TEXT SHOWN ::

>>

Abstract:
Let $\xi_t$, $t\in Z^1$, be a stationary real-valued random process and let $\mathfrak{M}_a^b$, $-\infty\le a<b\le\infty$, be the $\sigma$-algebra generated by the random variables $\xi_t$, $a\le t\le b$. We say that
the process $\xi_t$, $t\in Z^1$, satisfies the $\beta$-mixing condition if for any $A\in\mathfrak{M}_{-\infty}^+$,
$B\in\mathbf W\mathfrak{M}_{t+\tau}^\infty$, $\tau>0$, $\tau\in Z^1$,
\begin{equation}
|\mathbf P(AB)-\mathbf P(A)\mathbf P(B)|\le\beta(\tau)\mathbf P(A)\mathbf P(B),\qquad\beta(\tau)\to 0,\tau\to\infty.

<<

LISTED RECORDS ::
>>

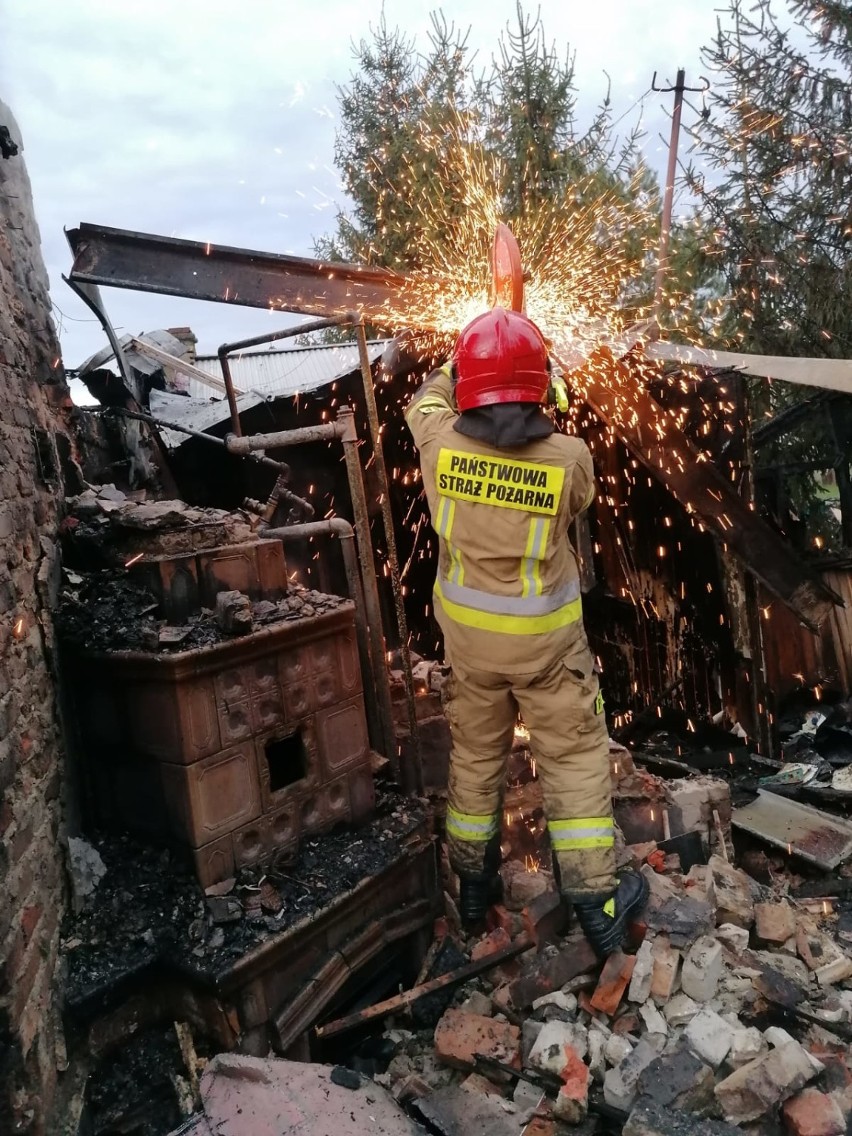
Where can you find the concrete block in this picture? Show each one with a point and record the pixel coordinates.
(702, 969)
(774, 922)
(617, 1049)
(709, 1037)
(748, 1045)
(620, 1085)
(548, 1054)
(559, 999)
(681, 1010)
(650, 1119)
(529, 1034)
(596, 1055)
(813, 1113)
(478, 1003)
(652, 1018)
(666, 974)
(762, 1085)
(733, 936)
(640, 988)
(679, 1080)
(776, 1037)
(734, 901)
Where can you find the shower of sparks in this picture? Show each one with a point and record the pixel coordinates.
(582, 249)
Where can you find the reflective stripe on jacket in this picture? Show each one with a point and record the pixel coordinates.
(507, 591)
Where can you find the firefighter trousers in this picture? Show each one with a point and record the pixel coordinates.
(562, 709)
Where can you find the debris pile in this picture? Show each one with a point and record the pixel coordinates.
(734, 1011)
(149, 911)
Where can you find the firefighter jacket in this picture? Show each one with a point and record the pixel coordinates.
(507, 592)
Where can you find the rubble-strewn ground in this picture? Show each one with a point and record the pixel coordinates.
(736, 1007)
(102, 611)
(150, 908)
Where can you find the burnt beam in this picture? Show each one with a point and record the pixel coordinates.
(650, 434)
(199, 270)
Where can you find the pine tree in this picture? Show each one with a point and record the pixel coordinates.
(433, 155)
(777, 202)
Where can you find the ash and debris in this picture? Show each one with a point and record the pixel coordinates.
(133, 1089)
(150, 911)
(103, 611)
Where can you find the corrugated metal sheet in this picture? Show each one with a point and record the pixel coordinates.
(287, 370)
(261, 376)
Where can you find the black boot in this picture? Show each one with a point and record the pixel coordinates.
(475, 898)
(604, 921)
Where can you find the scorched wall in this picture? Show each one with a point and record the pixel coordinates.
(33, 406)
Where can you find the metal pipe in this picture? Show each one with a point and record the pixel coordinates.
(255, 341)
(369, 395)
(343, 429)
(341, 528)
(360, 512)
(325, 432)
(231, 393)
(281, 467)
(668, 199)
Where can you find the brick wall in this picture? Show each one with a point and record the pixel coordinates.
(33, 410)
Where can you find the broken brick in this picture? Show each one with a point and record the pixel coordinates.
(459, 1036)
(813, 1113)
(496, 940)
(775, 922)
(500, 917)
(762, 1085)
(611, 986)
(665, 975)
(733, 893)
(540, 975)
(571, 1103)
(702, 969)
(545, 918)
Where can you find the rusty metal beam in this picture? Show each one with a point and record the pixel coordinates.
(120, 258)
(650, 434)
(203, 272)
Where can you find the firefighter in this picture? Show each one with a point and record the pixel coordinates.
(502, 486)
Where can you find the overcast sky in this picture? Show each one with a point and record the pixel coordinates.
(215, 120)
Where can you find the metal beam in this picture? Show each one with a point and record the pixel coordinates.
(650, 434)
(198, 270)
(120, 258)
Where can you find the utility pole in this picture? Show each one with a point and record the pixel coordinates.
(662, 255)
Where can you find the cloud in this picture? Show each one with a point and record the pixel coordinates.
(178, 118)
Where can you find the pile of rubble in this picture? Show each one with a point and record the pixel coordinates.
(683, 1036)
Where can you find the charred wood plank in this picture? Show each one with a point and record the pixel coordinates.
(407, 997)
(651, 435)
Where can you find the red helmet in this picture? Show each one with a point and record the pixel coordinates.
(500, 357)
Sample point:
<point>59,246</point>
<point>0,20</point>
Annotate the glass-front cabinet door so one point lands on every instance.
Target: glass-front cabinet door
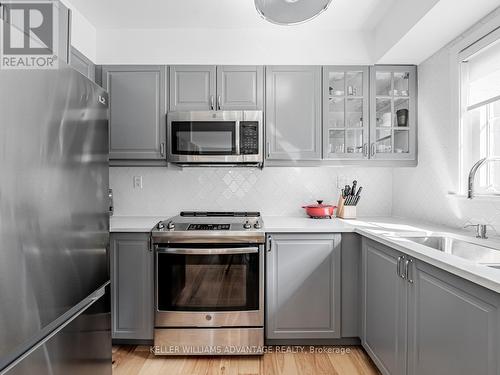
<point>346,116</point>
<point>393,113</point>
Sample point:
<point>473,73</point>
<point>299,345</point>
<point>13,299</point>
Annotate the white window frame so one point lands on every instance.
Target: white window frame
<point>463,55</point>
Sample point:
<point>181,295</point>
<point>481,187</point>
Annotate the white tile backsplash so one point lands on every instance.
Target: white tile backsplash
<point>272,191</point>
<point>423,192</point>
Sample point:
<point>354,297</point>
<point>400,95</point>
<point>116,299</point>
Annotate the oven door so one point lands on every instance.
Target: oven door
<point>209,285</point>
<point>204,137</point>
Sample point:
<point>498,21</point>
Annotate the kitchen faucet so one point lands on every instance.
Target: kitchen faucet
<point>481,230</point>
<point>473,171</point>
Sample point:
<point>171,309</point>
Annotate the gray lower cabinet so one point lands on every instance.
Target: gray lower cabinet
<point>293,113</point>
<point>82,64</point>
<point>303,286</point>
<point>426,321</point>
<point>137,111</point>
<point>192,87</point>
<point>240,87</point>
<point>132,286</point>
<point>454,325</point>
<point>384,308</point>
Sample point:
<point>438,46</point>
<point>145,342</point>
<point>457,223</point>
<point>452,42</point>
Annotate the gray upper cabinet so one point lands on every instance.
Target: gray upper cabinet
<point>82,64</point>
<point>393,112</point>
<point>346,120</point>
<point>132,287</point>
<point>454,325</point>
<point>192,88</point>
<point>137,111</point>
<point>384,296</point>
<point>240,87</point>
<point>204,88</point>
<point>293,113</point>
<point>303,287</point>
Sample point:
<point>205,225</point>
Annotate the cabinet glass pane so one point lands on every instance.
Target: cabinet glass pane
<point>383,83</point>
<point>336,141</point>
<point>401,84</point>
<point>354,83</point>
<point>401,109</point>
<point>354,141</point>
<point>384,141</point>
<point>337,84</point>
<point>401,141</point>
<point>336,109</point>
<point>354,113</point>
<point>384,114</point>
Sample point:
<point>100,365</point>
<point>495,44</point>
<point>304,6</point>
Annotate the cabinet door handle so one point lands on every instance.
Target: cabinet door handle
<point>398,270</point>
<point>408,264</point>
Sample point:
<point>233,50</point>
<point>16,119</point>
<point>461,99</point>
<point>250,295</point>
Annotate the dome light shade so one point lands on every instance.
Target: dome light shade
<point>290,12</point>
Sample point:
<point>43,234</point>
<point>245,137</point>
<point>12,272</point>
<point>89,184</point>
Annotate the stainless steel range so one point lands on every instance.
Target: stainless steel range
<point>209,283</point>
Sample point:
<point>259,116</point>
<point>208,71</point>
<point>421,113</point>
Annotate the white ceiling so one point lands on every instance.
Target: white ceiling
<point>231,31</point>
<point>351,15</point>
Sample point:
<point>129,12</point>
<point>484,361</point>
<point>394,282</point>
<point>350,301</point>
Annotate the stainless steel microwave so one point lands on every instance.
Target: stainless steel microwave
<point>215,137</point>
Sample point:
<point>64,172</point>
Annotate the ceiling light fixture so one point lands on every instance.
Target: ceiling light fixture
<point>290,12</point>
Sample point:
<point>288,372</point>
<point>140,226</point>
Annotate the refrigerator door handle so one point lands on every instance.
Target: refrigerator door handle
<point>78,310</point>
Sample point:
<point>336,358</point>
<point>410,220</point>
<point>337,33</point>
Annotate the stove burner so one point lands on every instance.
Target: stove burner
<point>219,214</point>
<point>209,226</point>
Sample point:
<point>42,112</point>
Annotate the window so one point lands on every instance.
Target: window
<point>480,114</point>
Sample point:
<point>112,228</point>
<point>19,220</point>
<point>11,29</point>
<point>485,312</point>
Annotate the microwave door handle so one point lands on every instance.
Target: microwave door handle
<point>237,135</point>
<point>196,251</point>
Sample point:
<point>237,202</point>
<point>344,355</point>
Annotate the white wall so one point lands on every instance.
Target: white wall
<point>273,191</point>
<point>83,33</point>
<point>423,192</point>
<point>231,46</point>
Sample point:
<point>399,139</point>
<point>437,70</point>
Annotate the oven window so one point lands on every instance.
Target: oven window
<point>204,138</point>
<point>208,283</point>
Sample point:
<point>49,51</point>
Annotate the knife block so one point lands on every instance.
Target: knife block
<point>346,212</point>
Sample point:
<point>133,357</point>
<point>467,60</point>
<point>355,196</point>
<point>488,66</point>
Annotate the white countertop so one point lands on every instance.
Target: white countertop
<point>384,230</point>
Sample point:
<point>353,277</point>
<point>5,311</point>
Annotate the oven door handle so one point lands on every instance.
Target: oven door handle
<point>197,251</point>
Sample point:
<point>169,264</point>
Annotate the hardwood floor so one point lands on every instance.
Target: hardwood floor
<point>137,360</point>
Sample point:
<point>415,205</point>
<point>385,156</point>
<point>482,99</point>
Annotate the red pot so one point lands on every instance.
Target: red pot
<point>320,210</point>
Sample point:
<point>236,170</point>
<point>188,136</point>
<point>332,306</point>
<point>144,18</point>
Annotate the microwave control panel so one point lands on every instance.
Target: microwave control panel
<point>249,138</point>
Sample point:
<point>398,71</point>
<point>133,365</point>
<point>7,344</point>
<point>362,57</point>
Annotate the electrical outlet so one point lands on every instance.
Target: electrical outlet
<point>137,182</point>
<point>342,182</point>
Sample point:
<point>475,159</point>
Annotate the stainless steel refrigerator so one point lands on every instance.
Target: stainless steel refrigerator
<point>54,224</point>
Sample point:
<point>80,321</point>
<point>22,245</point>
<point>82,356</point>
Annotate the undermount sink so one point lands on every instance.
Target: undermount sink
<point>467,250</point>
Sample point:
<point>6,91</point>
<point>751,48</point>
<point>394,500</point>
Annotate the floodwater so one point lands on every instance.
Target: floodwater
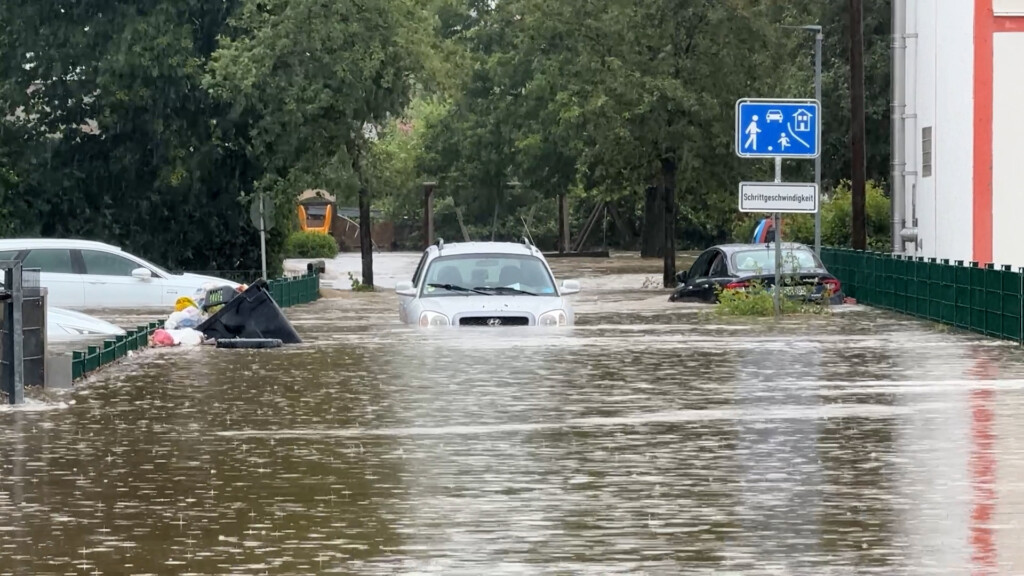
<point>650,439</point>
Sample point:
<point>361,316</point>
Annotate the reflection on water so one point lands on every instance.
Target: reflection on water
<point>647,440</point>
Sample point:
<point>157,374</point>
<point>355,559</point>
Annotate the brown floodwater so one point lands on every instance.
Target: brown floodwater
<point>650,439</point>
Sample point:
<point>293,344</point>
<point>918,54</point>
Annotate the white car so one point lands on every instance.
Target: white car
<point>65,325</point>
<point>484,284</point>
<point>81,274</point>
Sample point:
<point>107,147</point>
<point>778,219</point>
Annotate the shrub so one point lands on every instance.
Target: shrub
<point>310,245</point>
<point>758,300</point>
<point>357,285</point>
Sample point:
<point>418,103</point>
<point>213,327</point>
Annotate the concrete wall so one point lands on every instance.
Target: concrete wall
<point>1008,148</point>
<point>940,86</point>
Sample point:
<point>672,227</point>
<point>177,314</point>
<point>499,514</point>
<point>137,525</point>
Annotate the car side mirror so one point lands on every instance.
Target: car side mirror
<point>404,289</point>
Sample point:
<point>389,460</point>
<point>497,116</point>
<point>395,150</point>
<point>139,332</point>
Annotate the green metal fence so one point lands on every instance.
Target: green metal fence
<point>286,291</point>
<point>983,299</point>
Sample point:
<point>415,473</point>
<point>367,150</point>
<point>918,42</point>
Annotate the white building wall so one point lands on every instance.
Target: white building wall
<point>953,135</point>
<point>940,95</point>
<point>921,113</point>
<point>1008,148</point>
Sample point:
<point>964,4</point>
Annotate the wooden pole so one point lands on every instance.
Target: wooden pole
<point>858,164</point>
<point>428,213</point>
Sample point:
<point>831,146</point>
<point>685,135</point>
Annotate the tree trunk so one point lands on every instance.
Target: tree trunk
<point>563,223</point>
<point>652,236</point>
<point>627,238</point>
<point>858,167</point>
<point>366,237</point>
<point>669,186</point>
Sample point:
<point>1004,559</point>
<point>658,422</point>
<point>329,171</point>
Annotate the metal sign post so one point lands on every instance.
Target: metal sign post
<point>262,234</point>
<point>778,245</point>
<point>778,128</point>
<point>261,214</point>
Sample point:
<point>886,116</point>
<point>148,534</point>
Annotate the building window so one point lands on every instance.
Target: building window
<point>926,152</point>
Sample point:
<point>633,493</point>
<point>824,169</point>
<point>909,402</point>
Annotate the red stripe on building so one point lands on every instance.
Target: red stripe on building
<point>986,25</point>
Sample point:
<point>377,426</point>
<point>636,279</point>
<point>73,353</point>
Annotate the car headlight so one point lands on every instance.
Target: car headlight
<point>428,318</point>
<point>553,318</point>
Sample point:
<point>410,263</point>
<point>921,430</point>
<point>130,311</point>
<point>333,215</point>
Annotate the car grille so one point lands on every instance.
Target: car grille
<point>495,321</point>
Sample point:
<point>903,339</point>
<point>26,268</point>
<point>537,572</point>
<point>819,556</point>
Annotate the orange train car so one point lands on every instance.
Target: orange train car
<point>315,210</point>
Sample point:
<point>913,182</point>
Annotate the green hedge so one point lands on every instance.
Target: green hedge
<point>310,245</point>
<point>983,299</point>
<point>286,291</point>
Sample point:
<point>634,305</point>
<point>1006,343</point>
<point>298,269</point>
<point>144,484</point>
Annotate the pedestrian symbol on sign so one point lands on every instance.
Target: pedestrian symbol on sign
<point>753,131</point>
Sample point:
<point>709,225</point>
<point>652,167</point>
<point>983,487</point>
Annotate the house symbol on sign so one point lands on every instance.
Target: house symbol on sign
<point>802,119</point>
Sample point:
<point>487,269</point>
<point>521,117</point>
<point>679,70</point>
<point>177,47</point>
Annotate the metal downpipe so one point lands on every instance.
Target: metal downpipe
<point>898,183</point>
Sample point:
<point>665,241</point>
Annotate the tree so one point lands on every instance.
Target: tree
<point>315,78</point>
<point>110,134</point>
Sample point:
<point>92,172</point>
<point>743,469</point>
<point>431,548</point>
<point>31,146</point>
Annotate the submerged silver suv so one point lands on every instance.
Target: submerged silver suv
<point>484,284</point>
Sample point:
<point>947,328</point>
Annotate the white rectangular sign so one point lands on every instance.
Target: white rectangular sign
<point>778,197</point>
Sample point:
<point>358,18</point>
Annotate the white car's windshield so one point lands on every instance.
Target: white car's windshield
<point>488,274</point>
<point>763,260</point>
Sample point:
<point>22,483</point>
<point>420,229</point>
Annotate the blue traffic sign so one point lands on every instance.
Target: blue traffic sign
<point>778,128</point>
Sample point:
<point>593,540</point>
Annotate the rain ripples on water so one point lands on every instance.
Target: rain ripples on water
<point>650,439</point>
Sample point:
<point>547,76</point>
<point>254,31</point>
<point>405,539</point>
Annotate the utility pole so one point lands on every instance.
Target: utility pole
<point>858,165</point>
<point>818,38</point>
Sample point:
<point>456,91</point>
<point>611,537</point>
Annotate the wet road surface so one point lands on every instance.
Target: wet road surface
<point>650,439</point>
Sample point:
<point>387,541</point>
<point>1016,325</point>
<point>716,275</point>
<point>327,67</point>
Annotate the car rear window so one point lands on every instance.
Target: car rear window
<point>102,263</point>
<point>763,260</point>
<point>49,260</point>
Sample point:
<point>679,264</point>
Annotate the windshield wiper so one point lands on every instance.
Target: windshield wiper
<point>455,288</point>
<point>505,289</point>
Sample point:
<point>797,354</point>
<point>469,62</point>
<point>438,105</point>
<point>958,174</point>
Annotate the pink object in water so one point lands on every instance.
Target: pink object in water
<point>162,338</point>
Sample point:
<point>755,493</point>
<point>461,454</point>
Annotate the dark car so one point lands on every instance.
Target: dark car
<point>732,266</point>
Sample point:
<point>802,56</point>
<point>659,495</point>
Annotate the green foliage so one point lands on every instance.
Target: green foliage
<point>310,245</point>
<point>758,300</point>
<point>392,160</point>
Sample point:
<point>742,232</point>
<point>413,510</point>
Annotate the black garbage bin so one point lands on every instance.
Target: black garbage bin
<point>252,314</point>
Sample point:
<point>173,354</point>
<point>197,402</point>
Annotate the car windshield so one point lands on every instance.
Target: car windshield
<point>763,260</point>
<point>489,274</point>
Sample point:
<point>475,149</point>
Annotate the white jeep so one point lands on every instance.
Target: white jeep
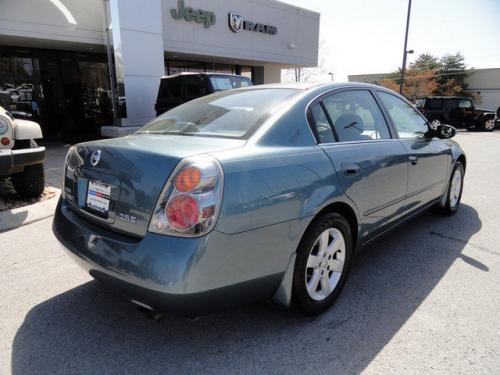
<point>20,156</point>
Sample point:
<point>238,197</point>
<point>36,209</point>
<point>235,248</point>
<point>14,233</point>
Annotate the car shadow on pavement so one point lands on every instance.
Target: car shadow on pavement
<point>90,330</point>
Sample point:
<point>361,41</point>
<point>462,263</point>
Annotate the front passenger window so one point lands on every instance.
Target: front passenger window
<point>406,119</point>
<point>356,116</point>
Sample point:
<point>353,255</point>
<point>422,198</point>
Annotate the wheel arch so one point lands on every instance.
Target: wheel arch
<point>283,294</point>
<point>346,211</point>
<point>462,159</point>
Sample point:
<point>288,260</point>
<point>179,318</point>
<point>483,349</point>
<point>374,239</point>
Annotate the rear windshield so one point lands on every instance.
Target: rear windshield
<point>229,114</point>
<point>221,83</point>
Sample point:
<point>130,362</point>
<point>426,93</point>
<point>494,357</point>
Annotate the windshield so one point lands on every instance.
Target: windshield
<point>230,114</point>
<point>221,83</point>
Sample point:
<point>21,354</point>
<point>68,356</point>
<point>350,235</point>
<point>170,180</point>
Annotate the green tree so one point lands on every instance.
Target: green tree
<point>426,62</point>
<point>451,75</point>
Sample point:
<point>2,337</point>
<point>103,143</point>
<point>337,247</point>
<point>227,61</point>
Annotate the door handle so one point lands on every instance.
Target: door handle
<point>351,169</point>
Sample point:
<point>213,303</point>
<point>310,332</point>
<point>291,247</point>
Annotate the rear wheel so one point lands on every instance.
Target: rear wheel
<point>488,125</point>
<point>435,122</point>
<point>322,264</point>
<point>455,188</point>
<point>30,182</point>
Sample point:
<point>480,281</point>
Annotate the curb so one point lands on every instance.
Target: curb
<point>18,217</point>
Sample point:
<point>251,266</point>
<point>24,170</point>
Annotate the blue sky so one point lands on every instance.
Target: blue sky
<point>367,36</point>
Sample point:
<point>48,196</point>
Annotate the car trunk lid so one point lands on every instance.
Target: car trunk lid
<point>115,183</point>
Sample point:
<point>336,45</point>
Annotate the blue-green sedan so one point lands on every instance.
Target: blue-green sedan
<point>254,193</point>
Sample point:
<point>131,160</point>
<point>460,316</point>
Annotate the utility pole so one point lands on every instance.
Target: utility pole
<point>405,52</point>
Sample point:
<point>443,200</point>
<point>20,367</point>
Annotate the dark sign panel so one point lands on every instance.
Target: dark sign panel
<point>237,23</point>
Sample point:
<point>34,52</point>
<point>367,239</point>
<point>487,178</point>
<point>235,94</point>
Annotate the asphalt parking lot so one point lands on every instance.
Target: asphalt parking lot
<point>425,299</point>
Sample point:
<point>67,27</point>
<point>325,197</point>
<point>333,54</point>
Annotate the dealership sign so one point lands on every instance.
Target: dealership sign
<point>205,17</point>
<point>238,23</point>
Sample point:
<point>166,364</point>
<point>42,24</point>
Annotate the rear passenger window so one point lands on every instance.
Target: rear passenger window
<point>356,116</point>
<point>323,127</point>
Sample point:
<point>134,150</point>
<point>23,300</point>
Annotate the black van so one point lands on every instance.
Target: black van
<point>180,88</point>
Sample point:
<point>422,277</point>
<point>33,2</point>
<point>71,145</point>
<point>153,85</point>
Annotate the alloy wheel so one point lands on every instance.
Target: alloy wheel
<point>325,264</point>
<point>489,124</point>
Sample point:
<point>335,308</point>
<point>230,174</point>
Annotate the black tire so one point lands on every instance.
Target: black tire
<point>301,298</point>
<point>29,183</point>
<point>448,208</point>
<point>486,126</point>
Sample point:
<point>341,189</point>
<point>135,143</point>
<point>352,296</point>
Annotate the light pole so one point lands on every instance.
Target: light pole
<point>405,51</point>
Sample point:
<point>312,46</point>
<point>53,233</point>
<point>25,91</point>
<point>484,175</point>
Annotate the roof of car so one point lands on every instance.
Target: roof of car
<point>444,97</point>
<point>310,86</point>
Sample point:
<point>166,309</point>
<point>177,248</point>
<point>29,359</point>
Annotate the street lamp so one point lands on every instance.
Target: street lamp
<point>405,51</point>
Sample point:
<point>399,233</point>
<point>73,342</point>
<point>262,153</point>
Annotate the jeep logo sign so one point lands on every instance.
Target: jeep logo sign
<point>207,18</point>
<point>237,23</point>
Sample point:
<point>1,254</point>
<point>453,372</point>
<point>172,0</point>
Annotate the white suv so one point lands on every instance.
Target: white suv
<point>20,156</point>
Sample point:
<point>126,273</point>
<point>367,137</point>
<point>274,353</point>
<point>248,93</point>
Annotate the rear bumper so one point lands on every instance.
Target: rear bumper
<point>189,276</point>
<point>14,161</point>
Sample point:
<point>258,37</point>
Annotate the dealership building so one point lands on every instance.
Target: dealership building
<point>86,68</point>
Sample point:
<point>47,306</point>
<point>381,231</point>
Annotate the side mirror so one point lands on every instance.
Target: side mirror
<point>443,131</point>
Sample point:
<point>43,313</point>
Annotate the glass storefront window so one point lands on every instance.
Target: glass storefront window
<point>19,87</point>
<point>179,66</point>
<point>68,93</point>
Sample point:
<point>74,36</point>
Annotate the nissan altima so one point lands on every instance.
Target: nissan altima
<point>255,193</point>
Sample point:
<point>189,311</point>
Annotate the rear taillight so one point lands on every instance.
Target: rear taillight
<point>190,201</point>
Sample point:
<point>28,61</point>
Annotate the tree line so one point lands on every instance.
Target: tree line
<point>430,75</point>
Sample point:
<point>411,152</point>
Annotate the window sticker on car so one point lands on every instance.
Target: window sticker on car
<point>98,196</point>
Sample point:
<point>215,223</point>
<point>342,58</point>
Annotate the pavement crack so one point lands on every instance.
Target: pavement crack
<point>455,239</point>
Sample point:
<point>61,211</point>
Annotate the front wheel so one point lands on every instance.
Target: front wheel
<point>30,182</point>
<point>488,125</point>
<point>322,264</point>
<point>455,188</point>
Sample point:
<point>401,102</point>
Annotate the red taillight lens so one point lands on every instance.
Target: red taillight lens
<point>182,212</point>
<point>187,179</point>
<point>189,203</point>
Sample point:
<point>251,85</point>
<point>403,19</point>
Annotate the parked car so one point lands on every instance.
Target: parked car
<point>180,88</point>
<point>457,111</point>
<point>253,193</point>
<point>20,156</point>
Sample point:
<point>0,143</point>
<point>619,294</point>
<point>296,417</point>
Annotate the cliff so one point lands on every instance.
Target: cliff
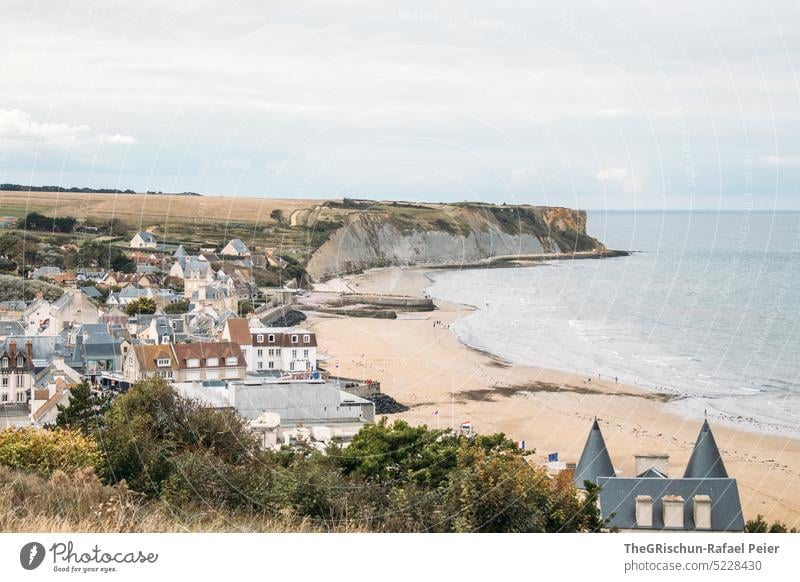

<<

OBJECTIVES ::
1. In the abstract on β-mixing, what does $\mathfrak{M}_a^b$ denote?
2. Continue the abstract on β-mixing from the point where it stops.

THE RESPONSES ::
1. The σ-algebra generated by the random variables $\xi_t$, $a\le t\le b$.

2.
\end{equation}
It is shown that the Gibbs random process under some conditions on the potential satisfies
the criterion (1). The main result of the paper is the following
\smallskip
Theorem.If the process $\xi_t$, $t\in Z^1$, satisfies the condition (1), $\sigma_n^2=\mathbf D(\xi_0+\xi_1+\dots+\xi_n)\ge C_n$,
$0<C<\infty$, and $\mathbf M\xi_0^2<\infty$, then $$
\lim_{n\to\infty}\mathbf P\left\{\frac{1}{\sigma_n}\sum_{t=m}^{n+m}(\xi_t-\mathbf M\xi_t)<\alpha\right\}=\frac{1}{\sqrt{2\pi}}\int_{-\infty}^\alpha e^{-t^2/2}\,dt,\qquad m\in Z^1.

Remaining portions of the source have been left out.